[Start of PROVIDED TEXT]

Posted in Dale Head Lake District on July 14th, 2011 by David Murphy

14th July 2011 I set off from my house about 12.30pm for a Wild Camp alone on Dale Head Summit In the Lake District, it took about 2 hours 30 mins to get to my destination going the scenic route I got stuck behind slow traffic, I parked about a half mile down the road from the Honister Slate Mine on the Honister Pass just outside of Seatoller.
After the steep walk up the road opposite the slate mine was the start of my path up to Dale Head summit, I reset my satmap at 15:02 and off I went as you can see from my satmap screens it took me 1 hour 18 mins total time and 50 mins time moving which means I only had about 30 mins of stops which is good for me lol.
On reaching the summit I had a walk around to find the best pitch for my Hilleberg Akto I setup my Mrs Dragonfly Stove for a cup of yorkshire tea then decided to have a walk over to Dalehead Crags there was a nice spot there for my tent with a nice view over Buttermere Lake, Crummock Water wasnt visable from here, after another brew of yorkshire tea I decided to head back to the summit of Dale Head as am a sucker for the summits even though the options maybe the more sensible at times.

[End of PROVIDED TEXT]
[Start of DATA PROVIDED]

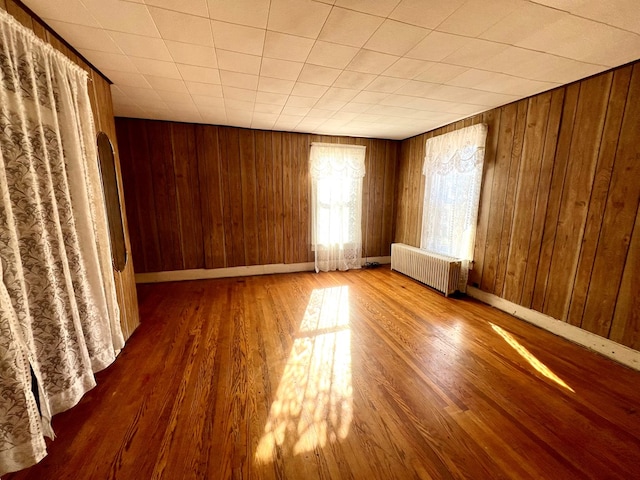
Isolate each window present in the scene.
[309,143,366,271]
[420,124,487,292]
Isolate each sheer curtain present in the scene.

[End of DATA PROVIDED]

● **TASK INSTRUCTIONS**:
1. In the account of the wild camp on Dale Head, at what time did the writer reset the satmap at the start of the path?
2. Carry the Dale Head wild camp account forward from its final sentence.
The material can be set aside.

● **ANSWERS GIVEN**:
1. 15:02

2.
After taking some video footage out came the Akto it pitched ok with only a slight breeze it was time for another brew of tea and then out came my steak for cooking as I was just awaiting the sunset which turned out a little disapointing blocked by a band of low cloud just above the horizon.
My phone signal was very patchy the best signal was over Dalehead Crags so decided to head back over there leaving the tent my backpack, tripod with my video camera on and head over to try and post on my liveblog and read my fans posts.
The moon came out first looking very orange which a captured on my video camera and later became covered at times in patchy cloud.
I  really enjoyed my night in total solitude alone on a hill without any rain with lovely views.
Morning came I must have had about an hours sleep I had my alarm set for 4.30am for the sunrise but was awake before it went off, the sunrise was hampered by low cloud but when the sun appeared it was a great sight lighting the sky red, in the distance over towards scafell Pike and great Gable there appeared to be a cloud inversion happening and the conditions at first appeared just right, the cloud was hugging the hills as a gentle breeze in my direction slowly brought it my way but after hanging around a few hours for it to surround my hill it didnt materialise how I was wishing.
I packed my tent away and was off back down the hill at 6.50am it only took 39mins total moving time and only a two min break back to the car.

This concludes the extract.